Exercise description
Write the records out again without change. Leave the pictures behind.
(Data to process Opens)
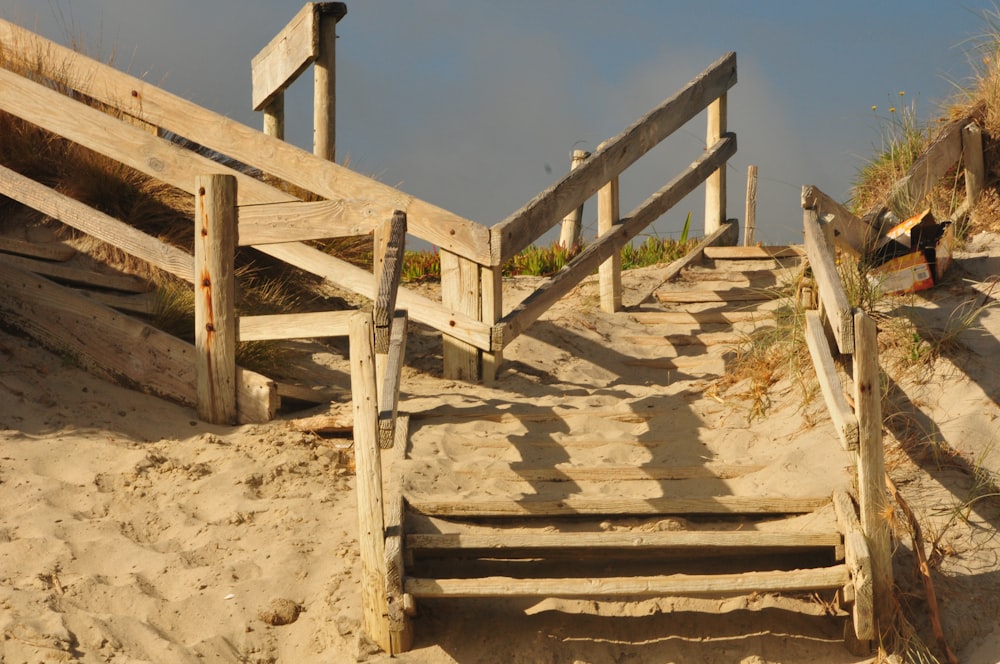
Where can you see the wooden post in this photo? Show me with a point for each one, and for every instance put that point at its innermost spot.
(610, 272)
(274, 117)
(715, 185)
(751, 223)
(460, 294)
(570, 233)
(872, 495)
(325, 93)
(367, 458)
(491, 292)
(972, 148)
(215, 295)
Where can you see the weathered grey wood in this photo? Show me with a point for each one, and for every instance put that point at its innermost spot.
(728, 295)
(750, 224)
(391, 268)
(841, 412)
(78, 275)
(873, 497)
(570, 234)
(313, 325)
(545, 210)
(421, 309)
(325, 87)
(388, 406)
(491, 294)
(297, 221)
(52, 251)
(400, 627)
(975, 173)
(610, 271)
(850, 233)
(96, 224)
(700, 317)
(715, 185)
(367, 459)
(169, 112)
(460, 285)
(274, 116)
(831, 289)
(624, 540)
(215, 297)
(638, 586)
(572, 473)
(745, 253)
(528, 311)
(293, 49)
(116, 347)
(529, 506)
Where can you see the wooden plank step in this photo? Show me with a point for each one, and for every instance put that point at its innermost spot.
(700, 317)
(730, 295)
(604, 505)
(625, 540)
(703, 339)
(52, 251)
(640, 586)
(564, 473)
(743, 253)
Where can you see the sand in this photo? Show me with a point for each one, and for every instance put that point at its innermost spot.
(130, 532)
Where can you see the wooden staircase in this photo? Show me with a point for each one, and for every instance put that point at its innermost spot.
(543, 502)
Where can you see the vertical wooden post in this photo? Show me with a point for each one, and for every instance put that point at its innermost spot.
(274, 117)
(570, 233)
(460, 293)
(751, 223)
(367, 459)
(325, 92)
(872, 495)
(972, 151)
(611, 270)
(491, 291)
(215, 296)
(715, 185)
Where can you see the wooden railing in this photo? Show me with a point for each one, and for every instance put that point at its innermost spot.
(471, 313)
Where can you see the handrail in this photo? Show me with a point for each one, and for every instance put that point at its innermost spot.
(548, 208)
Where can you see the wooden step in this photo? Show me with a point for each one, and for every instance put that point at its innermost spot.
(826, 578)
(531, 541)
(745, 253)
(729, 295)
(591, 505)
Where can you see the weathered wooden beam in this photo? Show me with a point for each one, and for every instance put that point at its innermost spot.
(841, 412)
(610, 271)
(623, 540)
(831, 289)
(215, 297)
(638, 586)
(571, 505)
(313, 325)
(367, 458)
(873, 498)
(715, 185)
(528, 311)
(183, 118)
(850, 233)
(119, 348)
(298, 221)
(545, 210)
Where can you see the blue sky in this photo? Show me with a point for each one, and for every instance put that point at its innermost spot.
(476, 105)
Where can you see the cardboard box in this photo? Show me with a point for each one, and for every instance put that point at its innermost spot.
(914, 255)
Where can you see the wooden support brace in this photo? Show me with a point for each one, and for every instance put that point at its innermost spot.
(215, 297)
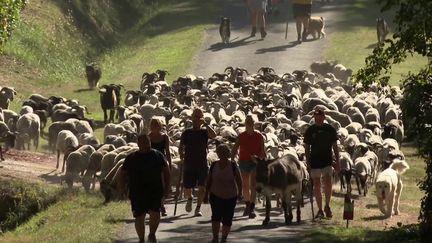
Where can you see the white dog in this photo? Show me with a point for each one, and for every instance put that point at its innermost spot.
(389, 187)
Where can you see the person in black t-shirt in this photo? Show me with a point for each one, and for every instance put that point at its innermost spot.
(148, 177)
(320, 139)
(193, 153)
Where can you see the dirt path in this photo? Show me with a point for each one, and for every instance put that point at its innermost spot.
(274, 51)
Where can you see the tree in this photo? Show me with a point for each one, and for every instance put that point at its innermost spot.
(9, 15)
(413, 35)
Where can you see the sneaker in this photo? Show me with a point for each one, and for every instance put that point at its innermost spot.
(163, 211)
(263, 33)
(198, 213)
(188, 207)
(328, 212)
(152, 238)
(320, 215)
(253, 32)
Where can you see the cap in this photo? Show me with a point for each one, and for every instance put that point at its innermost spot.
(319, 112)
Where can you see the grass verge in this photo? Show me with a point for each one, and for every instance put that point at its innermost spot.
(356, 37)
(369, 225)
(77, 217)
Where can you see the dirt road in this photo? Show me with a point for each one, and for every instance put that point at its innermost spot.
(251, 53)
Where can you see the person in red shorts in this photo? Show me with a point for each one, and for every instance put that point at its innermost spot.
(250, 143)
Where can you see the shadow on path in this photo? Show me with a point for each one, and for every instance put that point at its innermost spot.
(276, 48)
(234, 43)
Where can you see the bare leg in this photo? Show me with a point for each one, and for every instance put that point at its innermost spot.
(317, 192)
(140, 226)
(154, 221)
(327, 189)
(246, 186)
(215, 229)
(225, 231)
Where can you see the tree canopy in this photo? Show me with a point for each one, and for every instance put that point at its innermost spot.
(412, 35)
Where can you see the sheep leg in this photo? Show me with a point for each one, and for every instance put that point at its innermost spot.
(58, 158)
(268, 207)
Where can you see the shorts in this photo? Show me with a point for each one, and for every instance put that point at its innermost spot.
(247, 166)
(258, 5)
(144, 204)
(222, 209)
(326, 171)
(302, 10)
(195, 177)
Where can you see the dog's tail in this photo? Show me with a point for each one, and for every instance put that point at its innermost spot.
(400, 166)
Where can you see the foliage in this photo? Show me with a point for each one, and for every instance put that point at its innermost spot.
(9, 15)
(413, 35)
(20, 201)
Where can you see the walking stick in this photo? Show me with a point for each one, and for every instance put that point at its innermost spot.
(178, 187)
(311, 198)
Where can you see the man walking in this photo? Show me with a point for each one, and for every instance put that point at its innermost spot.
(320, 139)
(302, 11)
(148, 177)
(193, 153)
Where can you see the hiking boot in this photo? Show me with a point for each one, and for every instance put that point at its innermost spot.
(304, 35)
(252, 213)
(263, 33)
(328, 212)
(253, 31)
(247, 209)
(163, 211)
(152, 238)
(198, 211)
(188, 207)
(320, 215)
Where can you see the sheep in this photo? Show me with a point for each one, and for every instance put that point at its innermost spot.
(94, 165)
(7, 137)
(93, 74)
(28, 128)
(66, 143)
(109, 100)
(7, 95)
(55, 128)
(77, 162)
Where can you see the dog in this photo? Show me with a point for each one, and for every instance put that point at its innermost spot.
(382, 29)
(225, 29)
(389, 187)
(316, 26)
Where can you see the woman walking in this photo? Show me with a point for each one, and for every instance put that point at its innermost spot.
(224, 186)
(251, 143)
(160, 141)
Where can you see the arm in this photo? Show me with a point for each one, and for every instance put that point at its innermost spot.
(307, 154)
(262, 154)
(181, 148)
(239, 182)
(211, 133)
(166, 175)
(235, 149)
(167, 151)
(336, 151)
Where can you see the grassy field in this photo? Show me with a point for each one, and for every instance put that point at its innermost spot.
(356, 37)
(48, 51)
(77, 217)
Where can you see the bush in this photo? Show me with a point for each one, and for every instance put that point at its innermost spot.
(21, 200)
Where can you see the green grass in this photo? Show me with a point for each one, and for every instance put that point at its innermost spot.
(368, 224)
(356, 37)
(77, 217)
(48, 51)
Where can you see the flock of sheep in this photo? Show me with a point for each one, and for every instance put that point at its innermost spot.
(369, 123)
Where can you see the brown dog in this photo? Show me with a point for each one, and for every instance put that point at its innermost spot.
(316, 26)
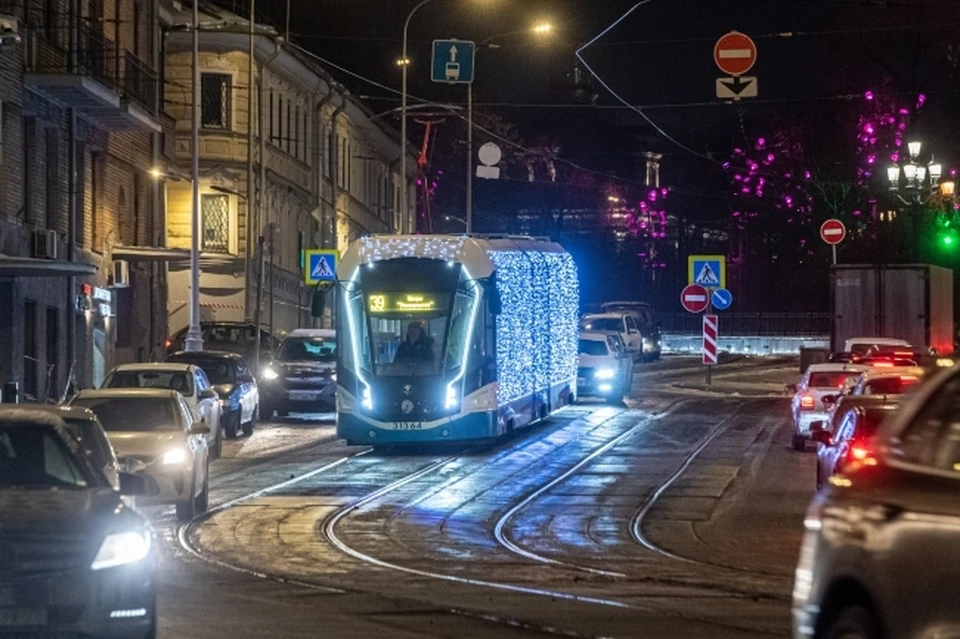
(Data to process Closes)
Solution
Where can you see the wooden post in this photo? Show me with a point for each one, and for every instance put that point at its innermost spot.
(610, 272)
(274, 117)
(715, 185)
(751, 223)
(460, 294)
(570, 233)
(872, 495)
(325, 93)
(367, 458)
(491, 292)
(972, 148)
(215, 295)
Where can you see the weathered grey wood in this photo? Show me with a point for each one, and for every instance put that point at its innermost spot.
(728, 295)
(750, 224)
(391, 268)
(841, 412)
(78, 275)
(873, 497)
(570, 234)
(313, 325)
(545, 210)
(421, 309)
(325, 87)
(388, 406)
(491, 294)
(297, 221)
(52, 251)
(400, 627)
(975, 173)
(610, 271)
(850, 233)
(96, 224)
(700, 317)
(715, 185)
(367, 459)
(169, 112)
(460, 285)
(274, 116)
(831, 289)
(624, 540)
(215, 297)
(638, 586)
(572, 473)
(745, 253)
(528, 311)
(293, 49)
(116, 347)
(529, 506)
Where can you see the wooden plank step in this photo? Show me with a point for each one, and for every instance put that point at its innermost spot.
(700, 317)
(730, 295)
(604, 505)
(625, 540)
(703, 339)
(52, 251)
(640, 586)
(564, 473)
(743, 253)
Where can you see the sand in this photo? Show me with a point for each one, and for every instance put that point at its innermost spot.
(130, 532)
Where can you see the wooden staircase in this photo? Show me with a point for each one, and for every instance put that point at its innermost spot.
(543, 502)
Where can you see the vertical wooden post in this photo? Show me with a point for each one, and for every instance put that point at its innermost spot.
(274, 117)
(570, 233)
(460, 293)
(751, 223)
(367, 459)
(325, 92)
(872, 495)
(972, 151)
(611, 270)
(491, 291)
(215, 296)
(715, 185)
Where can you see the wooden railing in this photo? Show me with a point for each one, and for every instance put that point at its innermost spot.
(471, 313)
Where can you see the handrail in this photo? Show me with a point for each one, and for every instance put that point at its innermost spot.
(548, 208)
Where can you see the wooden step in this photo? Show me with a point for each one, and for every instance put that point at its innermost spot.
(826, 578)
(531, 541)
(745, 253)
(729, 295)
(591, 505)
Where can you see the weathered wooden beam in this photo? Show me with a point for each one, and for every instance put that point at its innermost spot.
(841, 412)
(610, 271)
(623, 540)
(831, 289)
(215, 297)
(638, 586)
(571, 505)
(313, 325)
(367, 458)
(873, 498)
(715, 185)
(528, 311)
(183, 118)
(850, 233)
(119, 348)
(298, 221)
(545, 210)
Where can you see the blue sky in this photo? Show me with a point for each one, and for every instance put that point at its innermost spot.
(476, 105)
Where can you see the cardboard box in this photo? Show me with a point for each one, and for every instance put that point at its innermost spot.
(914, 255)
Where can you see the wooden support brace in this photo? Show me with a point for each one, and for every instance put that point at its innermost spot.
(215, 297)
Where can you see the white dog in this photo? Show me with a point for each one, and for every instance put that point at its innermost spot.
(389, 187)
Where can you see the person in black t-shirt in this photo? Show me with a point for each one, and for every instance put that point at its innermost spot.
(148, 177)
(320, 139)
(193, 153)
Where can you see the dirt path in this photo? Show me with a point for each one, and for every instance put that point at its innermost spot.
(274, 51)
Where can you see the tree in this photo? Show me with a point for each one, and for every instance put that point at its innermost spot.
(9, 15)
(413, 35)
Where can you see the sneaker in this photo? Show me with a point for each one, and for every instance put that point at its innermost spot.
(163, 211)
(263, 33)
(198, 213)
(188, 207)
(328, 212)
(152, 238)
(320, 215)
(253, 32)
Where can you see the cap in this photo? Show me with a point for each one, and for every instance put that point at its innermost spot.
(319, 112)
Where can you see the grass verge in this photo? Show me with a point for each one, and for every instance put that point at its innermost spot.
(356, 37)
(369, 225)
(77, 217)
Where can you see the dirt road in this photo? Show me with a point for each one, and for every instance put that point at its innermost spot.
(251, 53)
Where can you see the person in red shorts in this photo? Show me with a point for each one, and for every instance put that point at its innermost spot.
(250, 143)
Where can you see the shadow on path in this photo? Show me with a point for each one, and for every instance put that point at its innermost spot.
(276, 48)
(234, 43)
Where can you see the bare leg in this photo? Show me with a point for each one, and for every instance put that point at its innermost spot.
(317, 192)
(140, 226)
(154, 221)
(327, 189)
(246, 186)
(215, 229)
(225, 231)
Where can you see the tree canopy in this photo? Show me with a point for each one, and for every instance put that point at its innermost spot.
(412, 35)
Where can you see the sheep leg in this photo? Show me with a point for each one, and for every instance put that point at its innermost spot.
(58, 158)
(268, 207)
Where can you see the shorts in this photo? Show me with a point for each one, and for every instance put that point at its innermost spot.
(247, 166)
(258, 5)
(144, 204)
(222, 209)
(326, 171)
(302, 10)
(195, 177)
Where can you see the dog's tail in this photo? Show me with a point for each one, and for every instance put that point at its innermost spot.
(400, 166)
Where can you see the foliage in this photo? Show me with a point for each one, and for every instance put that point at its innermost spot.
(9, 15)
(413, 35)
(20, 201)
Where can you see the walking stick in this photo? Show me with a point for each one, and for every instance put that point at its innermost spot.
(178, 187)
(311, 198)
Where can you see the man walking in this photo? Show me with a point for each one, and for every instance put that point at its innermost spot.
(320, 139)
(302, 11)
(148, 177)
(193, 153)
Where can you see the hiking boot in this photo? Show me with a point for each one, and for every instance put that point at its innermost spot.
(304, 35)
(252, 213)
(263, 33)
(328, 212)
(253, 31)
(247, 209)
(163, 211)
(152, 238)
(198, 211)
(188, 207)
(320, 215)
Where can you see the sheep in this photo? Show me with a point for each one, and for every instance put that point at its innermost spot.
(94, 165)
(7, 137)
(93, 74)
(28, 128)
(66, 143)
(109, 100)
(7, 95)
(55, 128)
(77, 162)
Where can you see the dog in this photo? Show me with a point for each one, and for every instance put that point at its innermost spot.
(382, 29)
(225, 29)
(389, 187)
(316, 26)
Where can you see the woman walking in this photo? Show me with a point for each one, and for every instance put that point at its innermost spot.
(224, 186)
(251, 143)
(160, 141)
Where can you see the arm in this photo? Show me with a point for each one, and for every instance put that point at its innermost spot.
(307, 154)
(262, 154)
(181, 148)
(239, 182)
(211, 133)
(166, 175)
(235, 149)
(167, 151)
(336, 151)
Where can you see the grassy field in this photo? Show me with a point for each one, and for every instance put that point at its innermost spot.
(356, 37)
(48, 51)
(77, 217)
Where can you see the bush in this photo? Show me with a point for each one, and for every instance put that point at its innermost spot.
(21, 200)
Where can you see the green grass in this photo? Show me with a point for each one, and for every instance put that point at its innermost spot.
(368, 224)
(356, 37)
(77, 217)
(48, 51)
Where can you see the flock of sheep in this photo? Show me with a point for each one, and for every instance put that point at its innermost spot.
(369, 123)
Where can you see the brown dog in this photo? Show me with a point for each one, and for every instance put that point at its innermost spot.
(316, 26)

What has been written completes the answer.